- Exercise data -
══════════
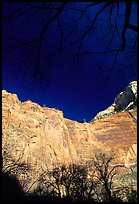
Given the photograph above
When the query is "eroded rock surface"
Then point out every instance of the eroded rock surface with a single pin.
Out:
(40, 137)
(125, 100)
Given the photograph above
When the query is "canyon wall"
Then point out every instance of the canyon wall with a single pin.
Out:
(40, 137)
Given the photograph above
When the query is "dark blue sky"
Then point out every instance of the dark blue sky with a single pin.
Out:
(80, 89)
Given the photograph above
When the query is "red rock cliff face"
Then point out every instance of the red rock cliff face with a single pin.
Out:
(42, 137)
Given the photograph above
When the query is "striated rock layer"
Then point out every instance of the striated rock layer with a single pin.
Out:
(41, 137)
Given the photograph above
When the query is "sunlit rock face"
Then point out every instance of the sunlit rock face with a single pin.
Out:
(36, 138)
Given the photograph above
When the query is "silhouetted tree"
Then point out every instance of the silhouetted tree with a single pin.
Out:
(51, 29)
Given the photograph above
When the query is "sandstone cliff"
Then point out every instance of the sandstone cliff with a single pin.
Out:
(40, 137)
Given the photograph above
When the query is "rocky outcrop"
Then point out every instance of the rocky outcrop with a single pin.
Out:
(36, 138)
(125, 100)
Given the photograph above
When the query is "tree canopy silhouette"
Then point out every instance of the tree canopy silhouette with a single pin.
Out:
(43, 33)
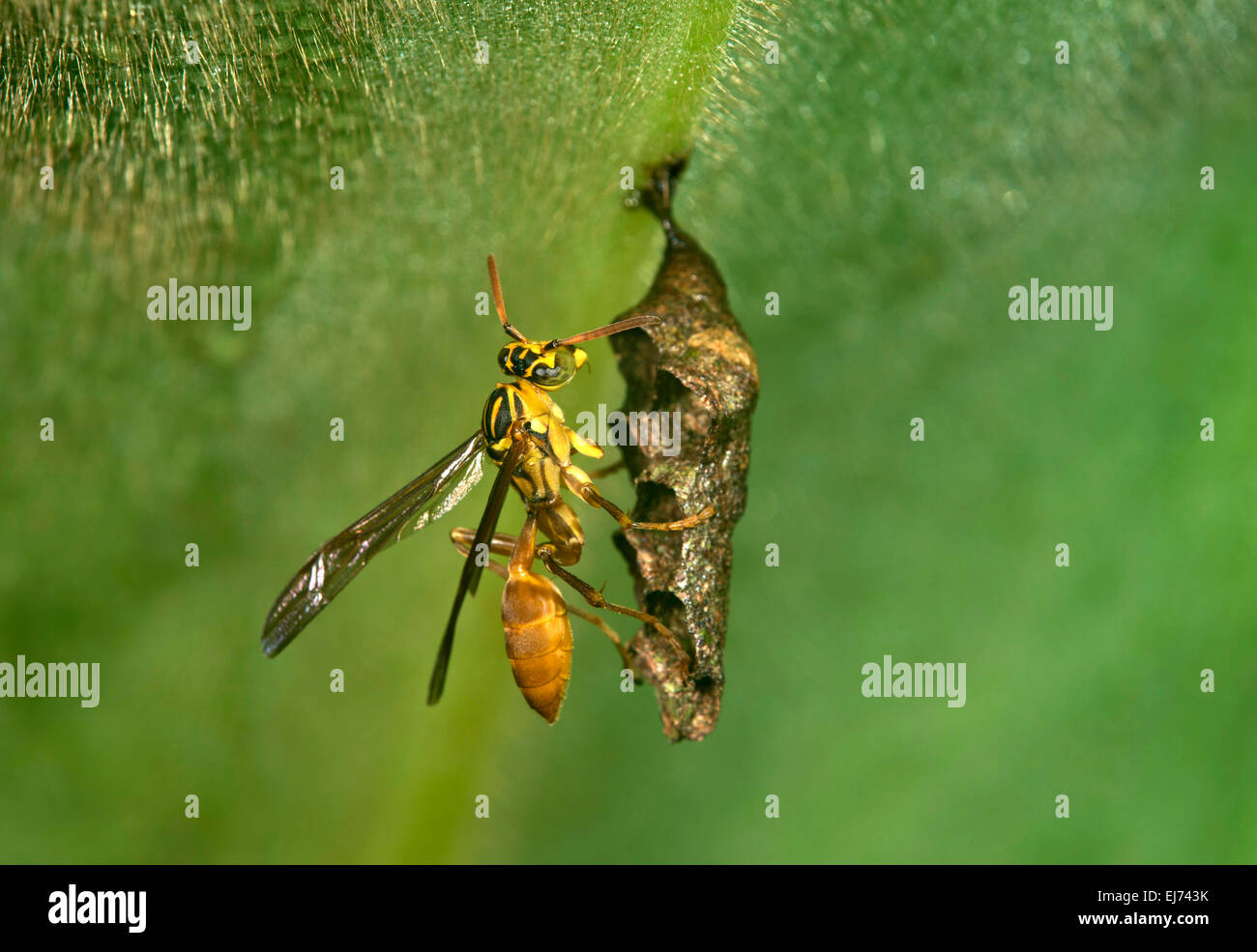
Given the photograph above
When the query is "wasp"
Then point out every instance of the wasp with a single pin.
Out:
(522, 431)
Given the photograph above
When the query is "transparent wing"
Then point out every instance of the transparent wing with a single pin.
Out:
(338, 561)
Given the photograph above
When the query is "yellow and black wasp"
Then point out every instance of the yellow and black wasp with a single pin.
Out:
(523, 432)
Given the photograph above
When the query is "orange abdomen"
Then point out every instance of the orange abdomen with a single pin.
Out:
(539, 641)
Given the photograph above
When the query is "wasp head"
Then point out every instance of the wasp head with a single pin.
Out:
(545, 365)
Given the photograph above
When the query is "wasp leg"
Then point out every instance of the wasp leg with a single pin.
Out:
(504, 544)
(595, 598)
(579, 482)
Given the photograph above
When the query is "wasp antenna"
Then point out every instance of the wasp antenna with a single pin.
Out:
(497, 299)
(642, 321)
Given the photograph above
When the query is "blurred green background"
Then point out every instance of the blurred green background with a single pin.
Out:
(1081, 680)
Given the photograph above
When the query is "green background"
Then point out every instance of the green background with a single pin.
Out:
(1081, 680)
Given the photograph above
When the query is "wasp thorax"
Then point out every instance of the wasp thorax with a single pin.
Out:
(544, 367)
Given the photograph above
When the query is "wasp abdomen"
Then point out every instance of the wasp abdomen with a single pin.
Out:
(539, 641)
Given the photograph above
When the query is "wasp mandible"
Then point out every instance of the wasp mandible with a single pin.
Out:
(522, 431)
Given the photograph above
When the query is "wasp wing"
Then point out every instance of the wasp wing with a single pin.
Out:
(472, 569)
(338, 561)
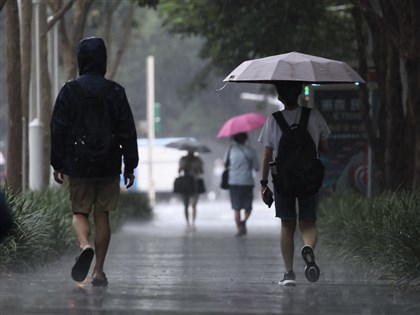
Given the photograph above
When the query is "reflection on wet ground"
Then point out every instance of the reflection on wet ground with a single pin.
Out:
(163, 268)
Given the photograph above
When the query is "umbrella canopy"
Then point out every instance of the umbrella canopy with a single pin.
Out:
(188, 144)
(241, 123)
(294, 66)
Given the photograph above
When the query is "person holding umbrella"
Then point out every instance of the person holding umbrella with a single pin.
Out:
(288, 93)
(242, 160)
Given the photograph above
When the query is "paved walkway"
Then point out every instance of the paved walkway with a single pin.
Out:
(163, 268)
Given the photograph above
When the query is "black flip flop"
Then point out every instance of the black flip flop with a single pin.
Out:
(81, 267)
(311, 269)
(100, 282)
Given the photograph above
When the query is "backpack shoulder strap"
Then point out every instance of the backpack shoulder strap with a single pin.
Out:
(108, 86)
(304, 116)
(284, 126)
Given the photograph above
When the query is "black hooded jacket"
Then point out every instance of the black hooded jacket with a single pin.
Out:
(91, 57)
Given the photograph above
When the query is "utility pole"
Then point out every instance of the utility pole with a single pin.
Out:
(36, 126)
(150, 88)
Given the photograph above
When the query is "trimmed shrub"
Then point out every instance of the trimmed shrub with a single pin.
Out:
(380, 233)
(42, 228)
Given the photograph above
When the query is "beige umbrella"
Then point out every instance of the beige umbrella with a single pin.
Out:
══════════
- What the task requires -
Show each line of the material holding "head".

- Output for this task -
When the query is "wasp head"
Then point out every instance of the wasp head with a single pin.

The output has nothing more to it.